やること一覧 —
(1) PayPalの暗号資産決済についての文章では、これまで暗号資産を法定通貨に戻してまで買い物をする気になりにくかったのはなぜだとされていますか。1〜3文で説明してください。
(2) PayPalの暗号資産決済についての文章では、PayPalの加盟店の数はどれくらいとされていますか。

文章の抜粋 —
'''

PayPalのビットコイン決済対応のなにがすごいのか10の理由
PayPalがビットコインやイーサリアムなど暗号資産(=仮想通貨)による決済に対応するとのことで、界隈はかなり盛り上がってます。関連する暗号資産も軒並み高騰していて、たしかにこれは歴史的な大ニュースだと思います。なにがすごいのかまとめてみました。
1. 経済規模と波及効果
法定通貨に比べれば暗号資産まだまだ経済規模は小さいとはいえ、現時点でもビットコインだけで25兆円弱、イーサリアムも5兆円弱と、なかなかの規模まで成長してきています。10年前に、「無」から生まれ、ただのデジタルデータにこれだけの価値がついてしまったというのは、インターネットで流行した「フリーミアム」から、ブロックチェーンによって「価値のインターネット」が始まっていることを示唆しています。
これまで暗号資産の交換先がほとんどなかったのに、PayPalを通じれば世の中のほとんどのモノ・サービスが買えるようになります。PayPalは加盟店2600万店以上、世界に3億人の利用者がいるので、暗号資産に馴染みがなかった事業者や利用者に、一気に広がっていくことは間違いありません。PayPal傘下の決済アプリ「Venmo」はソーシャル世代に人気で、同様の展開が始まると予告されていて、世界中の全世代に波及効果が出ることでしょう。
2. 法定通貨から暗号資産への流れが加速する
いままでは、一度暗号資産に変えてしまうと、基本的にはモノやサービスと交換するには、また、ドルや円などの法定通貨に替えてから決済する必要がありました。せっかく法定通貨を暗号資産に替えたのに、また法定通貨に戻すのはナンセンスなのですが、しかたがなかったのです。(厳密には色々あるのですがざっくりいうと)暗号資産から法定通貨に替えた時点で資産価値が上がっていると、雑所得による税金や取引所の手数料が取られるので、法定通貨に換えてまでモノやサービスを買う意欲というのはなかなか湧いてこなかったのです。

'''

渡された情報 —
'''

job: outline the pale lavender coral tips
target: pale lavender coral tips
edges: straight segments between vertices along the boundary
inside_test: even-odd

'''

回答一覧 —
(1) 暗号資産から法定通貨に替えた時点で資産価値が上がっていると、雑所得として税金がかかり、取引所の手数料も取られたからです。そのため、法定通貨に換えてまでモノやサービスを買う意欲がなかなか湧きませんでした。

(2) 2600万店以上です。